> _What the exercise asks_
Report each line of the items that contains the word "oystercatcher".

Coordinate annotation records
========================================
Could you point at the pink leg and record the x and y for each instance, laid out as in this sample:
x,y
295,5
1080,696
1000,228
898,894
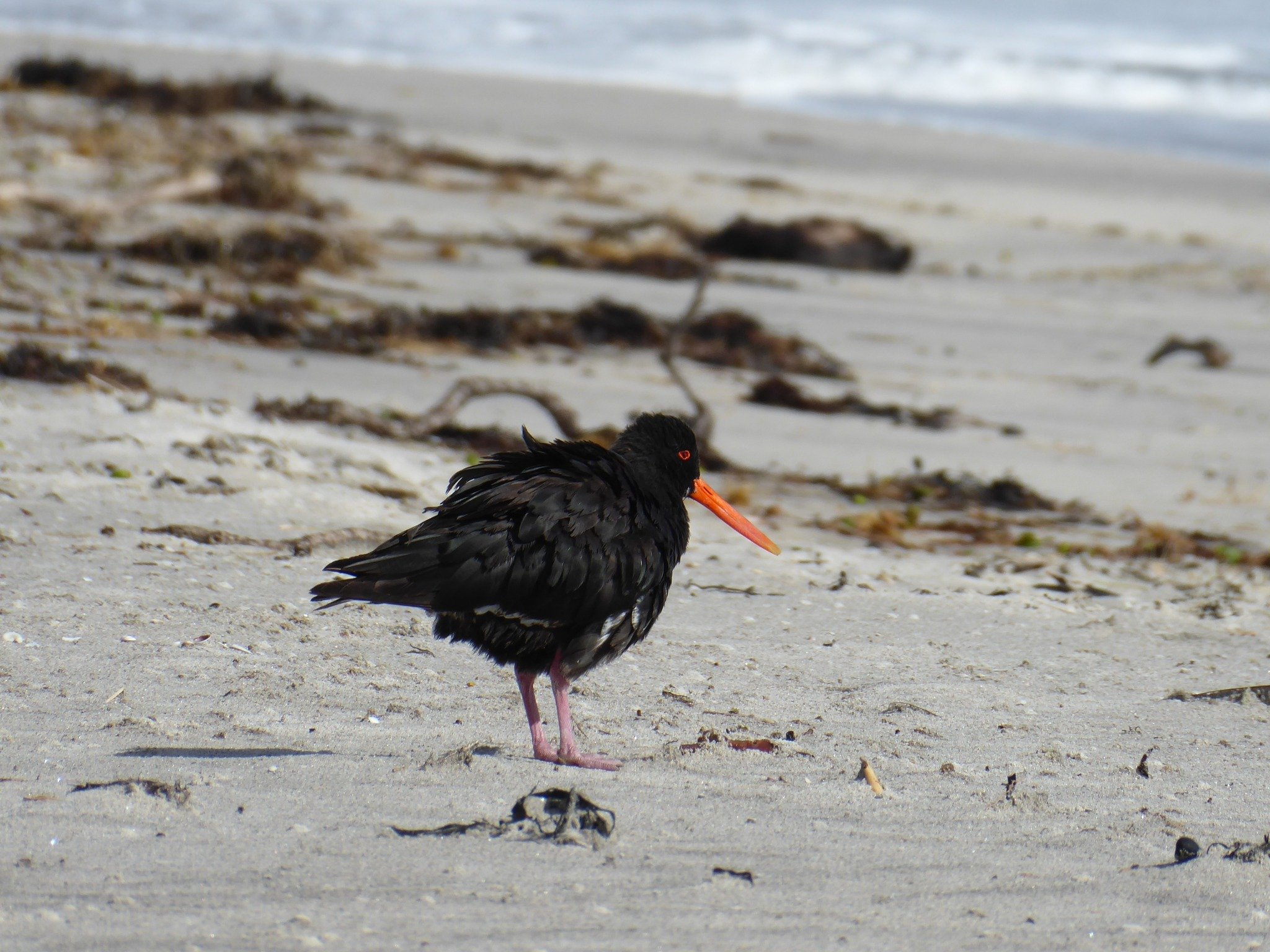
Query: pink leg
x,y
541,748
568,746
========================================
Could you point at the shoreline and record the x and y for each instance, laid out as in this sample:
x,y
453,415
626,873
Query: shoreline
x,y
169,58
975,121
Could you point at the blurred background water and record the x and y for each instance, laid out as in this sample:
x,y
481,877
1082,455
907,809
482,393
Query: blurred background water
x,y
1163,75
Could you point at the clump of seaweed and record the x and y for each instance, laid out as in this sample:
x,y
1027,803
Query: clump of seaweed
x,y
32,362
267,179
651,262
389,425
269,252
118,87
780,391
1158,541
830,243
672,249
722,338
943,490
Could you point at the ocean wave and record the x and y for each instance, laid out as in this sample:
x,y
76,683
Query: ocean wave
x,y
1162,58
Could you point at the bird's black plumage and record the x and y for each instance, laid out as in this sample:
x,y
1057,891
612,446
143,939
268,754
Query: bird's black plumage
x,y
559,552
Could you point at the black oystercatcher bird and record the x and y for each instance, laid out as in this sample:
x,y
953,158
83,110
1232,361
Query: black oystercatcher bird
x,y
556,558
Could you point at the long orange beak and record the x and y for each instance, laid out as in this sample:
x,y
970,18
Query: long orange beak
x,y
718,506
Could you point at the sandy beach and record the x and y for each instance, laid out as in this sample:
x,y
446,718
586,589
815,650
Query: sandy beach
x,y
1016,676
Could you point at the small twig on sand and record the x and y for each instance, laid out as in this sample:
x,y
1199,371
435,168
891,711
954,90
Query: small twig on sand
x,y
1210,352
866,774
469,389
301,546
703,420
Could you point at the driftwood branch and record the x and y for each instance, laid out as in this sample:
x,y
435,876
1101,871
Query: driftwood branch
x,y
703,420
========================================
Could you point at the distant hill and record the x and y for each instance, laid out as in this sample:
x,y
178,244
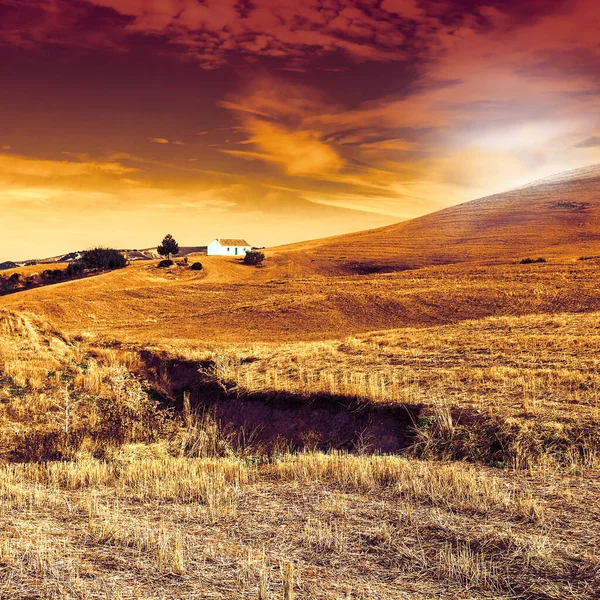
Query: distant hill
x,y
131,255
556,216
========================================
> _Solution to this problem_
Could you point at the black oystercatcher bird and record the x and y for each instance, laid out as in this sample:
Query: black oystercatcher bird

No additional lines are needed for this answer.